## Source document:
Trip happened on May 28th, just posting now.
We set out for Taos, only 60 miles or so from White Rock but according to Google Maps it was a 90 minute drive. The road goes through several small towns including Espanola where the speed limit slows and there are traffic lights.
Taos looks a lot like Santa Fe (or vis versa) and it was very touristy. T-Shirt shops and galleries are lined up around the town square. Frankly, Taos itself didn’t seem worth the drive. I think there was just as much art, food, and culture in Santa Fe.
The old courthouse and jail is still there, only now its full of – you guessed it – t shirt shops and galleries. We walked in and saw the old jail. Its basically one room.
One of the highlights for us was the St. Francisco de Asis Mission chapel.
Construction of this all-adobe chapel began in 1772, four years before the American Declaration of Independence was signed.
The chapel is surrounded by outbuildings arranged around a central square. Being adobe, they are very susceptible to weather. Rains have been especially severe over the past two years and many of the outbuildings have been damaged beyond repair. It was sad to see.
The chapel is still an active Catholic church and no photos are allowed inside. The exterior is very impressive, with massive corner buttresses serving as the base of the thick adobe walls.
Rain has been very hard on the chapel too, and much of the adobe covering has washed away completely, exposing the adobe bricks underneath. I really hope the Church has the repairs completed before the damage gets really serious.

## Stated goal A:
Transcribe the travel post about Taos above in full, without changing anything.

## Data for this exercise:
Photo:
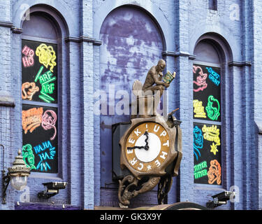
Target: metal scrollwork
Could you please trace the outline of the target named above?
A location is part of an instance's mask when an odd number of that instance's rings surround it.
[[[118,189],[118,199],[120,202],[120,207],[128,207],[130,204],[130,200],[135,197],[138,194],[147,192],[153,189],[157,184],[159,182],[160,177],[151,177],[147,181],[142,184],[140,183],[140,180],[136,178],[132,175],[125,176],[122,181],[119,181],[119,186]],[[128,185],[124,185],[126,182],[129,183]],[[140,188],[138,190],[133,190],[129,191],[132,187],[138,187]]]
[[[162,176],[157,189],[157,201],[159,204],[166,204],[168,193],[171,188],[173,178],[171,175]]]

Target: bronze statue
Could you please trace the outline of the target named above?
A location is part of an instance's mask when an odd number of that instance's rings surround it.
[[[154,94],[154,91],[159,90],[161,97],[163,94],[164,87],[169,87],[169,83],[162,81],[163,71],[165,67],[166,62],[163,59],[161,59],[157,65],[152,66],[148,71],[142,88],[145,95],[150,94],[150,92],[148,90],[151,91],[151,94]]]
[[[148,71],[144,85],[142,85],[141,82],[138,80],[133,83],[132,90],[137,97],[137,104],[136,114],[132,115],[131,119],[136,118],[137,115],[139,118],[144,118],[157,115],[157,107],[165,87],[168,88],[175,77],[175,71],[173,74],[168,71],[163,76],[163,71],[165,67],[166,62],[161,59],[157,65],[152,66]]]

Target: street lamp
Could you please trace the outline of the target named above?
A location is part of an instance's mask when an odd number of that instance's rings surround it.
[[[4,147],[3,147],[3,169],[2,169],[2,204],[6,204],[6,190],[10,181],[15,190],[22,190],[27,184],[27,176],[30,174],[30,168],[27,167],[21,155],[21,150],[18,150],[18,155],[15,157],[11,167],[8,168],[8,172],[6,175],[4,170]]]

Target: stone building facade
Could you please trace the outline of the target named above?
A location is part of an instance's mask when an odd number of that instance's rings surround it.
[[[183,158],[168,204],[205,206],[212,195],[234,190],[235,202],[217,209],[262,209],[261,1],[0,0],[0,12],[4,169],[24,146],[22,40],[57,48],[57,102],[29,104],[57,110],[57,170],[33,171],[23,192],[9,186],[7,203],[0,209],[117,206],[111,125],[128,121],[129,115],[111,113],[110,104],[106,114],[97,114],[97,95],[103,91],[108,99],[121,99],[115,94],[131,91],[136,79],[143,81],[160,58],[166,71],[177,72],[168,88],[168,111],[179,108],[175,115],[182,121]],[[194,64],[221,71],[221,120],[209,122],[221,126],[221,184],[194,181],[193,130],[199,122],[192,104]],[[50,181],[68,185],[50,199],[38,198],[42,183]],[[131,204],[157,204],[156,190]]]

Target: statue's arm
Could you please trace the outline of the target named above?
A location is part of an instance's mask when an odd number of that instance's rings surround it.
[[[153,76],[154,81],[157,85],[164,85],[166,87],[169,86],[169,84],[167,84],[167,83],[160,80],[161,79],[162,79],[162,76],[160,76],[161,78],[159,79],[159,76],[156,73],[153,73],[152,76]]]

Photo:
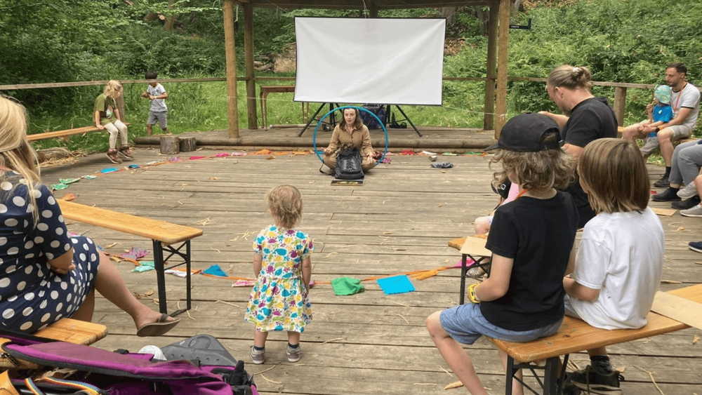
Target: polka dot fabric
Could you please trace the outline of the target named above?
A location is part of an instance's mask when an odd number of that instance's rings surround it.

## Stated goal B:
Restate the entries word for word, starting with the line containing "Target: stone building facade" and continuing through the final line of the entries, with both ends included. Leave the pictures out of your answer.

## Complete output A:
Trip happened on May 28th, just posting now.
We set out for Taos, only 60 miles or so from White Rock but according to Google Maps it was a 90 minute drive. The road goes through several small towns including Espanola where the speed limit slows and there are traffic lights.
Taos looks a lot like Santa Fe (or vis versa) and it was very touristy. T-Shirt shops and galleries are lined up around the town square. Frankly, Taos itself didn’t seem worth the drive. I think there was just as much art, food, and culture in Santa Fe.
The old courthouse and jail is still there, only now its full of – you guessed it – t shirt shops and galleries. We walked in and saw the old jail. Its basically one room.
One of the highlights for us was the St. Francisco de Asis Mission chapel.
Construction of this all-adobe chapel began in 1772, four years before the American Declaration of Independence was signed.
The chapel is surrounded by outbuildings arranged around a central square. Being adobe, they are very susceptible to weather. Rains have been especially severe over the past two years and many of the outbuildings have been damaged beyond repair. It was sad to see.
The chapel is still an active Catholic church and no photos are allowed inside. The exterior is very impressive, with massive corner buttresses serving as the base of the thick adobe walls.
Rain has been very hard on the chapel too, and much of the adobe covering has washed away completely, exposing the adobe bricks underneath. I really hope the Church has the repairs completed before the damage gets really serious.

## Complete output B:
Target: stone building facade
Could you please trace the outline of the target named above?
A location is part of an instance's mask when an odd number of that instance's rings surround it.
[[[183,158],[168,204],[205,206],[212,195],[234,190],[235,202],[217,209],[262,209],[261,1],[0,0],[0,12],[4,169],[24,146],[22,40],[57,48],[57,102],[29,104],[57,110],[57,170],[33,171],[23,192],[9,186],[7,203],[0,209],[117,206],[111,125],[128,121],[129,115],[111,113],[110,104],[106,114],[97,114],[97,95],[103,91],[108,99],[121,99],[115,94],[131,91],[136,79],[143,81],[160,58],[166,71],[177,72],[168,88],[168,111],[179,108],[175,115],[182,121]],[[194,64],[221,71],[221,120],[209,122],[221,126],[221,184],[194,181],[193,130],[199,122],[192,104]],[[50,181],[68,185],[50,199],[38,198],[42,183]],[[131,204],[157,204],[156,190]]]

Target: statue's arm
Could you please trace the outline of the target named above?
A location is part of an instance's mask when an odd number of that instance's rings surround it.
[[[153,76],[154,81],[157,85],[164,85],[166,87],[169,86],[169,84],[167,84],[167,83],[160,80],[161,79],[162,79],[162,76],[160,76],[161,78],[159,79],[159,76],[156,73],[153,73],[152,76]]]

Photo:
Target: polka dot fabric
Could you please trace the outline of the target named above?
A location is part of an instance's mask when an odd number of that instance's rings surround it.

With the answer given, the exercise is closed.